**Passage:**
◆ ◆ ◆ ◆

The Definitive Guide to Understanding Schrems II
In this definitive guide to understanding Schrems II, we cover all the key developments of the Schrems II case from its background, the judgment, and next steps to help you provide you as a one-stop resource for understanding Schrems II.
On July 16, 2020, the Court of Justice of the European Union (CJEU) published its judgment in the Data Protection Commissioner v. Facebook Ireland Limited, Maximillian Schrems (C-311/18) (the Schrems II case). In its judgment, the CJEU declared the EU-US Privacy Shield – one of the primary data transfer mechanisms for the safe and free flow of data between EU and US organizations - invalid. The judgment did uphold the use of Standard Contractual Clauses (SCCs), however, it cast some doubt over this method of transferring personal data outside of the EU. The outcome of the judgment left many organizations to re-think the way they handle personal data transfers and whether the transfer mechanisms they have in place were compliant with EU data protection law.
In November 2020, the European Data Protection Board (EDPB) adopted its recommendations for measures that supplement transfer tools as well as its recommendations on the European Essential Guarantees for surveillance measures. While the former assisted data controllers and data processors to implement appropriate measures for ensuring an essentially equivalent level of protection to the data transferred to third countries, the latter provided guidance on whether surveillance measures by national security agencies or law enforcement authorities in a third country can be regarded as a justifiable interference or not. A day after the EDPB released is recommendations, the European Commission released a set of revised SCCs for public consultation.
The consultation period for the European Commission’s revised SCCs ended on December 10, 2020, and a final version of the SCCs is expected to be adopted in the near future. Furthermore, final guidance is expected to be published by the EDPB on future international data transfers in compliance with EU data protection law.

◆ ◆ ◆ ◆

**Objective A:**
Pick out each line of the records below that contains the string "bicycle", copying those lines in full. Matching is case-sensitive.

◆ ◆ ◆ ◆

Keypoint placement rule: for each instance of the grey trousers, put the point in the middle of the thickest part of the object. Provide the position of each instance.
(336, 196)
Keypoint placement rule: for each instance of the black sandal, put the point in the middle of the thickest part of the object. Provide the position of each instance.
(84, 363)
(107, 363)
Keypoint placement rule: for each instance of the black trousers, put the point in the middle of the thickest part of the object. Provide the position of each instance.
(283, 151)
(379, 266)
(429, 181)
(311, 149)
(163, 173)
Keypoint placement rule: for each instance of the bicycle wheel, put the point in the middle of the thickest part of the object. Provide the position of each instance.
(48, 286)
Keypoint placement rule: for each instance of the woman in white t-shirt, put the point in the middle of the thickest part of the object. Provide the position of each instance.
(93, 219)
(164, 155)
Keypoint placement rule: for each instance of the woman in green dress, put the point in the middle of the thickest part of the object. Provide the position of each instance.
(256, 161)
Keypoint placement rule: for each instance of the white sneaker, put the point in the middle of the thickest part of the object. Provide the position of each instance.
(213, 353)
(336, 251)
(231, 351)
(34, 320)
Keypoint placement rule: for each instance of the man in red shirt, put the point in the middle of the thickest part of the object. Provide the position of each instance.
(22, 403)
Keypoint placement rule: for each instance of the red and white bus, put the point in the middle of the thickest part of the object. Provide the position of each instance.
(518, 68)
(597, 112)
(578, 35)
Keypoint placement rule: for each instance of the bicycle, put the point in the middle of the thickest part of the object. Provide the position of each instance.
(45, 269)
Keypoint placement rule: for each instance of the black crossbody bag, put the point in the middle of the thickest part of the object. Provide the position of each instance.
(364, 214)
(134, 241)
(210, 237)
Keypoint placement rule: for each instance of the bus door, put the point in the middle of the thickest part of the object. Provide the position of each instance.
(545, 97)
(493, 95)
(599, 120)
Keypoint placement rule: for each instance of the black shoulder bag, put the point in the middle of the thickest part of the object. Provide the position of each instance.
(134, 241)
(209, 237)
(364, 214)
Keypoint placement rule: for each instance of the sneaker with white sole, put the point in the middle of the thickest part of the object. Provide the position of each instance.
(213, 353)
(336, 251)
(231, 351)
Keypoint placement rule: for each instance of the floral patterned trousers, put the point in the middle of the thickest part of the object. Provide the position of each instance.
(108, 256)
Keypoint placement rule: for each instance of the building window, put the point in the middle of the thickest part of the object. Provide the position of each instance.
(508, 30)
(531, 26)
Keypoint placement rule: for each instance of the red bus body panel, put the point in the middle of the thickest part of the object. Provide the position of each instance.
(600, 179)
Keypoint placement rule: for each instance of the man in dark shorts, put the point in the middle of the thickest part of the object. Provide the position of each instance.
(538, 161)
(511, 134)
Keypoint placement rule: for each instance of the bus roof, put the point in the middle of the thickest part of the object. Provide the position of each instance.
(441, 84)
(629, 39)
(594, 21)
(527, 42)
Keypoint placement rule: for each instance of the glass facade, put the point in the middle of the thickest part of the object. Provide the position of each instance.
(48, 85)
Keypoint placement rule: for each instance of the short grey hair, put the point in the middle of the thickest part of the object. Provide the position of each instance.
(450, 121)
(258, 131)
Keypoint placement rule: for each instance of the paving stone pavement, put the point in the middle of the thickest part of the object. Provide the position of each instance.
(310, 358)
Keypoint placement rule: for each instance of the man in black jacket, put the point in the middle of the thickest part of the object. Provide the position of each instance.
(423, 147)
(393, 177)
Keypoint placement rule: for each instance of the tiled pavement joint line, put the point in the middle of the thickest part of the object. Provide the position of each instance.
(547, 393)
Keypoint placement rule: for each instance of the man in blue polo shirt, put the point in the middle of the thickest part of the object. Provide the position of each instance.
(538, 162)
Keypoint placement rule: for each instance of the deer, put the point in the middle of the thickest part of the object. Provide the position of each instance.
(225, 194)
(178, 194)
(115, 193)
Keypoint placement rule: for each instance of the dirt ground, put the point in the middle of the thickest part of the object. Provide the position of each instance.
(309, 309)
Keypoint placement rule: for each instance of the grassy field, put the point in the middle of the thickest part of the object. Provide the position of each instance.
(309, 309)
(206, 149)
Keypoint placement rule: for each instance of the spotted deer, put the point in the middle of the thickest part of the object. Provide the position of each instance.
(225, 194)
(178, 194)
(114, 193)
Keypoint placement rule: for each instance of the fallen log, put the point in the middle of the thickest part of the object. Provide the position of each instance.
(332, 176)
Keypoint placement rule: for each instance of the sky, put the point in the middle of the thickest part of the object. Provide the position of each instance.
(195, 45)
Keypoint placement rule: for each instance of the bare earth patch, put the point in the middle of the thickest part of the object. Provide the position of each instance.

◆ ◆ ◆ ◆

**Objective B:**
Write out the entire Schrems II guide above word for word, with nothing changed.

**Exercise output A:**
Keypoint placement rule: for each instance of the bicycle wheel, put the point in the middle of the thickest part of the object. Provide the position of each instance.
Keypoint placement rule: for each instance of the bicycle, put the point in the middle of the thickest part of the object. Provide the position of each instance.

**Exercise output B:**
The Definitive Guide to Understanding Schrems II
In this definitive guide to understanding Schrems II, we cover all the key developments of the Schrems II case from its background, the judgment, and next steps to help you provide you as a one-stop resource for understanding Schrems II.
On July 16, 2020, the Court of Justice of the European Union (CJEU) published its judgment in the Data Protection Commissioner v. Facebook Ireland Limited, Maximillian Schrems (C-311/18) (the Schrems II case). In its judgment, the CJEU declared the EU-US Privacy Shield – one of the primary data transfer mechanisms for the safe and free flow of data between EU and US organizations - invalid. The judgment did uphold the use of Standard Contractual Clauses (SCCs), however, it cast some doubt over this method of transferring personal data outside of the EU. The outcome of the judgment left many organizations to re-think the way they handle personal data transfers and whether the transfer mechanisms they have in place were compliant with EU data protection law.
In November 2020, the European Data Protection Board (EDPB) adopted its recommendations for measures that supplement transfer tools as well as its recommendations on the European Essential Guarantees for surveillance measures. While the former assisted data controllers and data processors to implement appropriate measures for ensuring an essentially equivalent level of protection to the data transferred to third countries, the latter provided guidance on whether surveillance measures by national security agencies or law enforcement authorities in a third country can be regarded as a justifiable interference or not. A day after the EDPB released is recommendations, the European Commission released a set of revised SCCs for public consultation.
The consultation period for the European Commission’s revised SCCs ended on December 10, 2020, and a final version of the SCCs is expected to be adopted in the near future. Furthermore, final guidance is expected to be published by the EDPB on future international data transfers in compliance with EU data protection law.